He said Connecticut’s rate is higher than the rate in Massachusetts, but lower than New York’s.
“I understand where the sentiment is but I want to give people a reason to stay,” Lamont said.
Rep. Jason Rojas, who co-chairs the Finance, Revenue, and Bonding Committee, said they are trying to find an overall balance to the budget.
Connecticut is facing a $1.5 billion deficit next year, and more than $2 billion in the following year.
“We have a deadline to balance a budget and there were concerns about what the governor proposed in terms of where the burden falls,” Rojas said.
He said he’s not vilifying the wealthy but the top tax bracket benefitted the most from federal tax cuts and “can help contribute toward balancing the budget.”
House Minority Leader Themis Klarides, R-Derby, said a capital gains tax and the “mansion tax” being talked about by Senate President Martin Looney is only going to incentivize rich people to leave Connecticut.
Klarides said they have to consider what’s going to happen if they end up going through with it.
She said based on historical data taxpayers are going to leave because they have the means to do it.
According to IRS data, those who moved out of Connecticut from 2015 to 2016 took with them more than $6 billion in adjusted gross income, or AGI. People who moved to Connecticut brought with them only about $3.36 billion in AGI. The total net loss to Connecticut: $2.7 billion.
The states that poached the most taxpayers from Connecticut were New York (8,202 tax returns) and Florida (7,944).
She said the only reason the Democratic Party held the line on tax increases in 2017 and 2018 was because they needed Republican support to pass a budget.
“They won’t face reality unless they are forced to,” Klarides said.
::::::::::
Exercise set:
#1 Answer these from the excerpt on Connecticut's budget:
(a) How large a deficit is Connecticut facing next year?
(b) Which committee does Rep. Jason Rojas co-chair?
(c) Which two states drew the most taxpayers away from Connecticut?
#2 Return the stretch of the excerpt on Connecticut's budget from "Rep. Jason Rojas, who" through "through with it.", copied word for word.
The data that comes after the excerpt on Connecticut's budget is separate material.
::::::::::
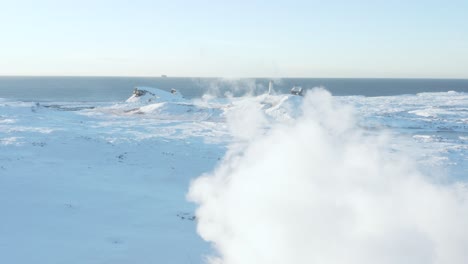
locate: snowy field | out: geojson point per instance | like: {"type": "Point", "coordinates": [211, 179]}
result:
{"type": "Point", "coordinates": [107, 182]}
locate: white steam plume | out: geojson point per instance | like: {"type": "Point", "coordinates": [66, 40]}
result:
{"type": "Point", "coordinates": [320, 191]}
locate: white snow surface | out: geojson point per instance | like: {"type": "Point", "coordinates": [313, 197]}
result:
{"type": "Point", "coordinates": [106, 182]}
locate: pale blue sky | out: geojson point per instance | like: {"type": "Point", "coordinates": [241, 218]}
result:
{"type": "Point", "coordinates": [368, 38]}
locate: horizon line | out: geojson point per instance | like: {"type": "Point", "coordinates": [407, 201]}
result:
{"type": "Point", "coordinates": [222, 77]}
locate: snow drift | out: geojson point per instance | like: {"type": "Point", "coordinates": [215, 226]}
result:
{"type": "Point", "coordinates": [318, 189]}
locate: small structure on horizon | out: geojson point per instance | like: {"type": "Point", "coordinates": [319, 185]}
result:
{"type": "Point", "coordinates": [297, 90]}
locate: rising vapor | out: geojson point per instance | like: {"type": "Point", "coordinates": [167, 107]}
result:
{"type": "Point", "coordinates": [322, 190]}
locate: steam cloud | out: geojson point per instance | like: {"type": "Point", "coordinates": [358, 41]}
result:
{"type": "Point", "coordinates": [321, 190]}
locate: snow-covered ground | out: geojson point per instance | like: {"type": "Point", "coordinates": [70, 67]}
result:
{"type": "Point", "coordinates": [107, 182]}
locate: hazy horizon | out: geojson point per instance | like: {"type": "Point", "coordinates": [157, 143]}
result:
{"type": "Point", "coordinates": [336, 39]}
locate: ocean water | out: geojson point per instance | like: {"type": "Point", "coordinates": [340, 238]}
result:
{"type": "Point", "coordinates": [86, 177]}
{"type": "Point", "coordinates": [92, 89]}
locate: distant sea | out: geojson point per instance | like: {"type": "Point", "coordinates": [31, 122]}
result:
{"type": "Point", "coordinates": [86, 89]}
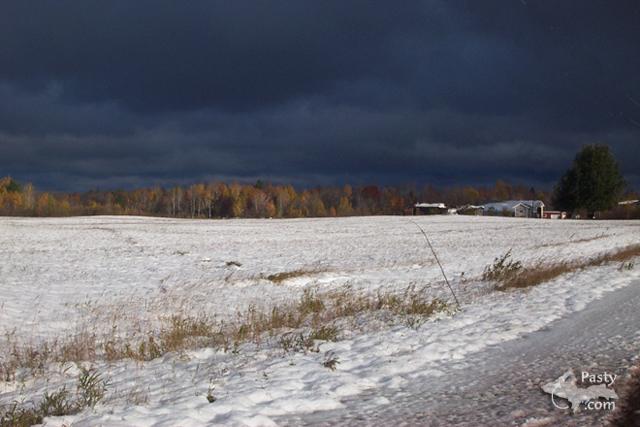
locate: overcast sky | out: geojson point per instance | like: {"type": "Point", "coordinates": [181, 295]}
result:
{"type": "Point", "coordinates": [128, 93]}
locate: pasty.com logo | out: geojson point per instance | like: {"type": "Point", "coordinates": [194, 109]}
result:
{"type": "Point", "coordinates": [598, 396]}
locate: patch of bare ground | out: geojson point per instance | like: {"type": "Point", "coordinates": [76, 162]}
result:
{"type": "Point", "coordinates": [510, 274]}
{"type": "Point", "coordinates": [279, 278]}
{"type": "Point", "coordinates": [627, 412]}
{"type": "Point", "coordinates": [583, 240]}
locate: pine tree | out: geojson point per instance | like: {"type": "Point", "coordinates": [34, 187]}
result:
{"type": "Point", "coordinates": [593, 183]}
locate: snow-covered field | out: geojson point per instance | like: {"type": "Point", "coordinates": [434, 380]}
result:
{"type": "Point", "coordinates": [61, 276]}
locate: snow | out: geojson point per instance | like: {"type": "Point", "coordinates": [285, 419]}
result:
{"type": "Point", "coordinates": [60, 276]}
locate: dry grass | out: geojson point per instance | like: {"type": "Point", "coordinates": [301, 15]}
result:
{"type": "Point", "coordinates": [296, 326]}
{"type": "Point", "coordinates": [91, 388]}
{"type": "Point", "coordinates": [510, 274]}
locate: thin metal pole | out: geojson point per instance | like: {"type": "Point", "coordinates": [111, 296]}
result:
{"type": "Point", "coordinates": [438, 261]}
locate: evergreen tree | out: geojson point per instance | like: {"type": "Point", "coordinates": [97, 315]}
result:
{"type": "Point", "coordinates": [593, 182]}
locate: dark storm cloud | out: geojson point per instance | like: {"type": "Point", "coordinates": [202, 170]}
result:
{"type": "Point", "coordinates": [135, 93]}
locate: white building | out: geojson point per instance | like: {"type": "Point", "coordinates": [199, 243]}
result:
{"type": "Point", "coordinates": [517, 208]}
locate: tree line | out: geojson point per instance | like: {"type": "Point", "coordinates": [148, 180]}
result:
{"type": "Point", "coordinates": [259, 200]}
{"type": "Point", "coordinates": [592, 184]}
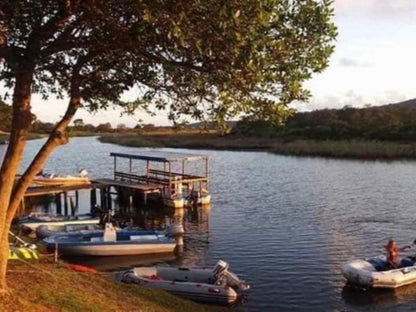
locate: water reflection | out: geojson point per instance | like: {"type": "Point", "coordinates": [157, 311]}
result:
{"type": "Point", "coordinates": [195, 222]}
{"type": "Point", "coordinates": [285, 224]}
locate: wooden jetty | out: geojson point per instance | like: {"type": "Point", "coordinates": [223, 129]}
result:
{"type": "Point", "coordinates": [166, 175]}
{"type": "Point", "coordinates": [162, 176]}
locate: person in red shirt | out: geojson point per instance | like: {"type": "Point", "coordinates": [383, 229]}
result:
{"type": "Point", "coordinates": [393, 253]}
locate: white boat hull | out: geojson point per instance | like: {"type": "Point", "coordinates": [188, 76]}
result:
{"type": "Point", "coordinates": [364, 274]}
{"type": "Point", "coordinates": [33, 225]}
{"type": "Point", "coordinates": [199, 285]}
{"type": "Point", "coordinates": [117, 249]}
{"type": "Point", "coordinates": [60, 181]}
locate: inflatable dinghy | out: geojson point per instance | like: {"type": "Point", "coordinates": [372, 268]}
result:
{"type": "Point", "coordinates": [375, 272]}
{"type": "Point", "coordinates": [217, 285]}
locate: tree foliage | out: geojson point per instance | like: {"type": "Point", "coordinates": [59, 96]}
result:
{"type": "Point", "coordinates": [213, 59]}
{"type": "Point", "coordinates": [392, 123]}
{"type": "Point", "coordinates": [5, 117]}
{"type": "Point", "coordinates": [209, 58]}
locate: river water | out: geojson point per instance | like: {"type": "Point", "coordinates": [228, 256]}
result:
{"type": "Point", "coordinates": [285, 224]}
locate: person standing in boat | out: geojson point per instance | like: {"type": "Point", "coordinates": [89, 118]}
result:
{"type": "Point", "coordinates": [393, 253]}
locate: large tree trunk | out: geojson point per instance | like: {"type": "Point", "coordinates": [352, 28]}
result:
{"type": "Point", "coordinates": [11, 193]}
{"type": "Point", "coordinates": [20, 125]}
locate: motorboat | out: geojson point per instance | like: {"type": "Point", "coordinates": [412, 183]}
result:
{"type": "Point", "coordinates": [47, 230]}
{"type": "Point", "coordinates": [111, 243]}
{"type": "Point", "coordinates": [217, 285]}
{"type": "Point", "coordinates": [375, 272]}
{"type": "Point", "coordinates": [32, 221]}
{"type": "Point", "coordinates": [58, 179]}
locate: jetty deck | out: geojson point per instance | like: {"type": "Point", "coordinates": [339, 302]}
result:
{"type": "Point", "coordinates": [163, 175]}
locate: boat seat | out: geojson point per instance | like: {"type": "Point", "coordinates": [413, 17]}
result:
{"type": "Point", "coordinates": [142, 237]}
{"type": "Point", "coordinates": [96, 239]}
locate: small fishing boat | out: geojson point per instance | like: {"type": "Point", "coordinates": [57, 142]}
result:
{"type": "Point", "coordinates": [47, 230]}
{"type": "Point", "coordinates": [57, 179]}
{"type": "Point", "coordinates": [374, 272]}
{"type": "Point", "coordinates": [111, 243]}
{"type": "Point", "coordinates": [32, 221]}
{"type": "Point", "coordinates": [217, 285]}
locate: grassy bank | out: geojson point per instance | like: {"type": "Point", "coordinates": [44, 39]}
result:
{"type": "Point", "coordinates": [335, 149]}
{"type": "Point", "coordinates": [51, 287]}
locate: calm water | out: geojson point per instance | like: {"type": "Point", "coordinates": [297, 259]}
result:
{"type": "Point", "coordinates": [285, 224]}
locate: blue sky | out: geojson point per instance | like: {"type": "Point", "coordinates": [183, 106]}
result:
{"type": "Point", "coordinates": [374, 63]}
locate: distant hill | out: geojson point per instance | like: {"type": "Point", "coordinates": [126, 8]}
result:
{"type": "Point", "coordinates": [392, 122]}
{"type": "Point", "coordinates": [209, 125]}
{"type": "Point", "coordinates": [5, 116]}
{"type": "Point", "coordinates": [404, 104]}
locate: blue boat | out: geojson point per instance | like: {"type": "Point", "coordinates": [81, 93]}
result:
{"type": "Point", "coordinates": [111, 243]}
{"type": "Point", "coordinates": [32, 221]}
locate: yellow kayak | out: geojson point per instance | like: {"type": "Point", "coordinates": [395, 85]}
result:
{"type": "Point", "coordinates": [25, 253]}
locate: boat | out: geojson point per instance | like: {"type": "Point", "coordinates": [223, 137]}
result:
{"type": "Point", "coordinates": [21, 250]}
{"type": "Point", "coordinates": [217, 285]}
{"type": "Point", "coordinates": [32, 221]}
{"type": "Point", "coordinates": [22, 253]}
{"type": "Point", "coordinates": [56, 179]}
{"type": "Point", "coordinates": [47, 230]}
{"type": "Point", "coordinates": [111, 243]}
{"type": "Point", "coordinates": [374, 272]}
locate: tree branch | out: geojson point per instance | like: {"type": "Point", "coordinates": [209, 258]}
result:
{"type": "Point", "coordinates": [56, 138]}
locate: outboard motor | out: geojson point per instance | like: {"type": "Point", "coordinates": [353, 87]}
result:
{"type": "Point", "coordinates": [220, 267]}
{"type": "Point", "coordinates": [83, 173]}
{"type": "Point", "coordinates": [175, 229]}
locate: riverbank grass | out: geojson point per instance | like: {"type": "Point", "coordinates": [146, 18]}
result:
{"type": "Point", "coordinates": [371, 150]}
{"type": "Point", "coordinates": [52, 287]}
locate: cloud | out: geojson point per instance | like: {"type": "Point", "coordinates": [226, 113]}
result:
{"type": "Point", "coordinates": [349, 62]}
{"type": "Point", "coordinates": [376, 8]}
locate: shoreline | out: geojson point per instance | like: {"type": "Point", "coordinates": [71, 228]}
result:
{"type": "Point", "coordinates": [46, 286]}
{"type": "Point", "coordinates": [359, 150]}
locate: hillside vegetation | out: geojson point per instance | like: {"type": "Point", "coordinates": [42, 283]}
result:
{"type": "Point", "coordinates": [386, 123]}
{"type": "Point", "coordinates": [5, 117]}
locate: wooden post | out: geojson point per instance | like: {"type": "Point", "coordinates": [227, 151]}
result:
{"type": "Point", "coordinates": [115, 166]}
{"type": "Point", "coordinates": [170, 179]}
{"type": "Point", "coordinates": [93, 198]}
{"type": "Point", "coordinates": [207, 172]}
{"type": "Point", "coordinates": [76, 199]}
{"type": "Point", "coordinates": [66, 203]}
{"type": "Point", "coordinates": [102, 198]}
{"type": "Point", "coordinates": [147, 171]}
{"type": "Point", "coordinates": [72, 205]}
{"type": "Point", "coordinates": [109, 200]}
{"type": "Point", "coordinates": [131, 209]}
{"type": "Point", "coordinates": [55, 254]}
{"type": "Point", "coordinates": [129, 165]}
{"type": "Point", "coordinates": [58, 203]}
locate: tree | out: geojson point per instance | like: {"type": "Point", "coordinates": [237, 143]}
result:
{"type": "Point", "coordinates": [104, 127]}
{"type": "Point", "coordinates": [78, 122]}
{"type": "Point", "coordinates": [208, 59]}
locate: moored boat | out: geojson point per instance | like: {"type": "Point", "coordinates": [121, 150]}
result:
{"type": "Point", "coordinates": [47, 230]}
{"type": "Point", "coordinates": [111, 243]}
{"type": "Point", "coordinates": [57, 179]}
{"type": "Point", "coordinates": [217, 285]}
{"type": "Point", "coordinates": [32, 221]}
{"type": "Point", "coordinates": [374, 272]}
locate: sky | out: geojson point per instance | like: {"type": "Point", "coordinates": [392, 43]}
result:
{"type": "Point", "coordinates": [374, 63]}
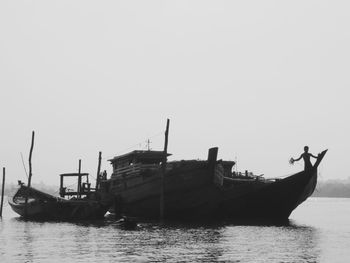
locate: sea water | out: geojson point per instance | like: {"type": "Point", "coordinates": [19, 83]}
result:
{"type": "Point", "coordinates": [318, 231]}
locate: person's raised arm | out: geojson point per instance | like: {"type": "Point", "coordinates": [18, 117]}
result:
{"type": "Point", "coordinates": [301, 156]}
{"type": "Point", "coordinates": [313, 156]}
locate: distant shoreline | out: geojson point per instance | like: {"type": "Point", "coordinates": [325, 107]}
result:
{"type": "Point", "coordinates": [328, 188]}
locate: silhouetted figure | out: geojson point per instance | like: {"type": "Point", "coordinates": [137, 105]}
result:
{"type": "Point", "coordinates": [306, 156]}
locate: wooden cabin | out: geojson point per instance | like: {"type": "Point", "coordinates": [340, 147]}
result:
{"type": "Point", "coordinates": [134, 167]}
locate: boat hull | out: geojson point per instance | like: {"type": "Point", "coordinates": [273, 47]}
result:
{"type": "Point", "coordinates": [192, 194]}
{"type": "Point", "coordinates": [42, 206]}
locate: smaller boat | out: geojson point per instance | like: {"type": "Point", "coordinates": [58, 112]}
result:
{"type": "Point", "coordinates": [84, 203]}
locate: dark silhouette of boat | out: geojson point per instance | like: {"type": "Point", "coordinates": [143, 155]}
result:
{"type": "Point", "coordinates": [145, 186]}
{"type": "Point", "coordinates": [82, 204]}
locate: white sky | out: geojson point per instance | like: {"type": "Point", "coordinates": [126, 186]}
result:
{"type": "Point", "coordinates": [258, 79]}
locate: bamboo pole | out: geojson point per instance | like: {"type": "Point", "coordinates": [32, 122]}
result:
{"type": "Point", "coordinates": [79, 180]}
{"type": "Point", "coordinates": [2, 190]}
{"type": "Point", "coordinates": [30, 174]}
{"type": "Point", "coordinates": [163, 171]}
{"type": "Point", "coordinates": [98, 171]}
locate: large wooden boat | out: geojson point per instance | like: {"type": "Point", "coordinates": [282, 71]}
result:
{"type": "Point", "coordinates": [84, 203]}
{"type": "Point", "coordinates": [203, 190]}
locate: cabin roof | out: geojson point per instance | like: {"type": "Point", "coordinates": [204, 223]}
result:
{"type": "Point", "coordinates": [138, 154]}
{"type": "Point", "coordinates": [74, 174]}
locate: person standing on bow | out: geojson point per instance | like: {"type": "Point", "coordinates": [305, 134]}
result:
{"type": "Point", "coordinates": [306, 156]}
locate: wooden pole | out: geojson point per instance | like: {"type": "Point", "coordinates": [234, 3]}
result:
{"type": "Point", "coordinates": [79, 180]}
{"type": "Point", "coordinates": [98, 170]}
{"type": "Point", "coordinates": [163, 171]}
{"type": "Point", "coordinates": [2, 190]}
{"type": "Point", "coordinates": [30, 161]}
{"type": "Point", "coordinates": [30, 174]}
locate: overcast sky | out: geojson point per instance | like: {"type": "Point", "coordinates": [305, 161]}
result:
{"type": "Point", "coordinates": [258, 79]}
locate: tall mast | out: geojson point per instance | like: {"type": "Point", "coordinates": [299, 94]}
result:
{"type": "Point", "coordinates": [163, 171]}
{"type": "Point", "coordinates": [30, 175]}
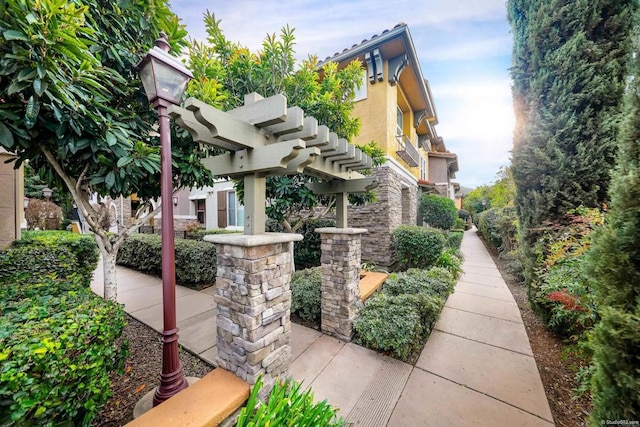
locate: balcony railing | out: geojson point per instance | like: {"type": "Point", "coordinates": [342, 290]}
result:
{"type": "Point", "coordinates": [408, 152]}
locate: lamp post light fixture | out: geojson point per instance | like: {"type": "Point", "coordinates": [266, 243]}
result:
{"type": "Point", "coordinates": [165, 79]}
{"type": "Point", "coordinates": [46, 193]}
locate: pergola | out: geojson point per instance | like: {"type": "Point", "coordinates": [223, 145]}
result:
{"type": "Point", "coordinates": [265, 138]}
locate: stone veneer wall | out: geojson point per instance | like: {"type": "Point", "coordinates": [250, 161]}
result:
{"type": "Point", "coordinates": [253, 296]}
{"type": "Point", "coordinates": [340, 264]}
{"type": "Point", "coordinates": [382, 217]}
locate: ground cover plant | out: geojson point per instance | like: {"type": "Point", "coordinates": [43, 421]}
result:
{"type": "Point", "coordinates": [287, 405]}
{"type": "Point", "coordinates": [57, 339]}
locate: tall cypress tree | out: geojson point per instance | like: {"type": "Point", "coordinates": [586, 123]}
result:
{"type": "Point", "coordinates": [569, 70]}
{"type": "Point", "coordinates": [615, 263]}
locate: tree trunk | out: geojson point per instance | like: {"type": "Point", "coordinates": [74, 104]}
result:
{"type": "Point", "coordinates": [110, 281]}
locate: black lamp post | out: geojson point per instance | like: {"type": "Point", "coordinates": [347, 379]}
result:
{"type": "Point", "coordinates": [47, 193]}
{"type": "Point", "coordinates": [165, 79]}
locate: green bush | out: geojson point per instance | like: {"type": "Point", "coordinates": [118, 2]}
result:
{"type": "Point", "coordinates": [37, 263]}
{"type": "Point", "coordinates": [417, 247]}
{"type": "Point", "coordinates": [499, 228]}
{"type": "Point", "coordinates": [83, 246]}
{"type": "Point", "coordinates": [443, 275]}
{"type": "Point", "coordinates": [415, 281]}
{"type": "Point", "coordinates": [198, 234]}
{"type": "Point", "coordinates": [195, 260]}
{"type": "Point", "coordinates": [306, 293]}
{"type": "Point", "coordinates": [450, 260]}
{"type": "Point", "coordinates": [287, 405]}
{"type": "Point", "coordinates": [387, 323]}
{"type": "Point", "coordinates": [57, 349]}
{"type": "Point", "coordinates": [437, 211]}
{"type": "Point", "coordinates": [454, 238]}
{"type": "Point", "coordinates": [306, 252]}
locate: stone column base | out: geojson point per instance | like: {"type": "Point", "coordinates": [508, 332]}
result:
{"type": "Point", "coordinates": [340, 279]}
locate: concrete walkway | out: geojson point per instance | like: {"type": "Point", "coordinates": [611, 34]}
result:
{"type": "Point", "coordinates": [476, 369]}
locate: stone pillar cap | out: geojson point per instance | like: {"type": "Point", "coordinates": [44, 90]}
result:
{"type": "Point", "coordinates": [249, 240]}
{"type": "Point", "coordinates": [335, 230]}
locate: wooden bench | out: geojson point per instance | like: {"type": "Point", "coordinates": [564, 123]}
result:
{"type": "Point", "coordinates": [207, 402]}
{"type": "Point", "coordinates": [370, 281]}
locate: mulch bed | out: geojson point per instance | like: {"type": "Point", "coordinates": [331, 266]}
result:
{"type": "Point", "coordinates": [141, 373]}
{"type": "Point", "coordinates": [556, 362]}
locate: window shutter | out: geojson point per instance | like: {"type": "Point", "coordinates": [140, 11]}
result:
{"type": "Point", "coordinates": [222, 209]}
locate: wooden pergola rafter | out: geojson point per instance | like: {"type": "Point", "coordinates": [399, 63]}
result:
{"type": "Point", "coordinates": [266, 138]}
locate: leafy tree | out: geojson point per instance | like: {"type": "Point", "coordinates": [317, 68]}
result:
{"type": "Point", "coordinates": [72, 104]}
{"type": "Point", "coordinates": [615, 264]}
{"type": "Point", "coordinates": [569, 69]}
{"type": "Point", "coordinates": [225, 71]}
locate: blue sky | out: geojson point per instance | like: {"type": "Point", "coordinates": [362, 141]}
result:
{"type": "Point", "coordinates": [464, 47]}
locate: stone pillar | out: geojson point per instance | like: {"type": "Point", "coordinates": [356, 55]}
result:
{"type": "Point", "coordinates": [253, 295]}
{"type": "Point", "coordinates": [340, 279]}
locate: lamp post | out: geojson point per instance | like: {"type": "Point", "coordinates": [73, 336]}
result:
{"type": "Point", "coordinates": [46, 193]}
{"type": "Point", "coordinates": [165, 79]}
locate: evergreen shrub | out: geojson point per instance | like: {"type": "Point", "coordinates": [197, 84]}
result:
{"type": "Point", "coordinates": [416, 281]}
{"type": "Point", "coordinates": [58, 346]}
{"type": "Point", "coordinates": [83, 246]}
{"type": "Point", "coordinates": [417, 247]}
{"type": "Point", "coordinates": [387, 323]}
{"type": "Point", "coordinates": [306, 293]}
{"type": "Point", "coordinates": [454, 238]}
{"type": "Point", "coordinates": [199, 233]}
{"type": "Point", "coordinates": [450, 259]}
{"type": "Point", "coordinates": [195, 260]}
{"type": "Point", "coordinates": [437, 211]}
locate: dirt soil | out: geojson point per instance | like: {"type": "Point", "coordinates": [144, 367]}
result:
{"type": "Point", "coordinates": [556, 364]}
{"type": "Point", "coordinates": [141, 373]}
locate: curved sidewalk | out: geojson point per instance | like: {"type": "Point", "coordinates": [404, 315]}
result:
{"type": "Point", "coordinates": [477, 367]}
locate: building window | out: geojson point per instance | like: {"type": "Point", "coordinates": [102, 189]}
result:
{"type": "Point", "coordinates": [201, 210]}
{"type": "Point", "coordinates": [235, 211]}
{"type": "Point", "coordinates": [361, 93]}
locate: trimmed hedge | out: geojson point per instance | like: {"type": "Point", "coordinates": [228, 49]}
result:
{"type": "Point", "coordinates": [417, 247]}
{"type": "Point", "coordinates": [306, 293]}
{"type": "Point", "coordinates": [399, 319]}
{"type": "Point", "coordinates": [454, 238]}
{"type": "Point", "coordinates": [195, 260]}
{"type": "Point", "coordinates": [82, 246]}
{"type": "Point", "coordinates": [437, 211]}
{"type": "Point", "coordinates": [415, 281]}
{"type": "Point", "coordinates": [199, 233]}
{"type": "Point", "coordinates": [387, 323]}
{"type": "Point", "coordinates": [57, 341]}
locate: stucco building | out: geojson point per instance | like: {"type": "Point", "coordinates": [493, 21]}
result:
{"type": "Point", "coordinates": [397, 111]}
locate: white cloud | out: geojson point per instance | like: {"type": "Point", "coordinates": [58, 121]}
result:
{"type": "Point", "coordinates": [475, 113]}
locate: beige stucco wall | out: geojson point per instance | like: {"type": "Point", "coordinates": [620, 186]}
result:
{"type": "Point", "coordinates": [377, 113]}
{"type": "Point", "coordinates": [11, 200]}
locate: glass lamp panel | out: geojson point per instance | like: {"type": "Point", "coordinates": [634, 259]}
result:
{"type": "Point", "coordinates": [171, 83]}
{"type": "Point", "coordinates": [148, 80]}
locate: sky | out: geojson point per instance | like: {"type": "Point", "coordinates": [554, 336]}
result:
{"type": "Point", "coordinates": [464, 48]}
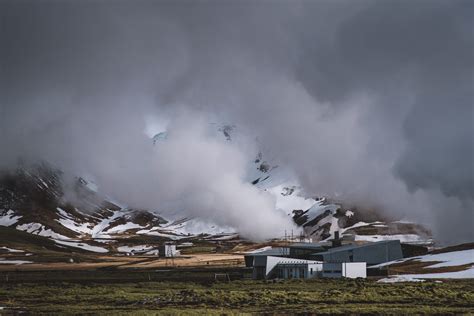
::::::::::
Results in order:
#1
(a) $1.5 billion
(b) The Finance, Revenue, and Bonding Committee
(c) New York and Florida

#2
Rep. Jason Rojas, who co-chairs the Finance, Revenue, and Bonding Committee, said they are trying to find an overall balance to the budget.
Connecticut is facing a $1.5 billion deficit next year, and more than $2 billion in the following year.
“We have a deadline to balance a budget and there were concerns about what the governor proposed in terms of where the burden falls,” Rojas said.
He said he’s not vilifying the wealthy but the top tax bracket benefitted the most from federal tax cuts and “can help contribute toward balancing the budget.”
House Minority Leader Themis Klarides, R-Derby, said a capital gains tax and the “mansion tax” being talked about by Senate President Martin Looney is only going to incentivize rich people to leave Connecticut.
Klarides said they have to consider what’s going to happen if they end up going through with it.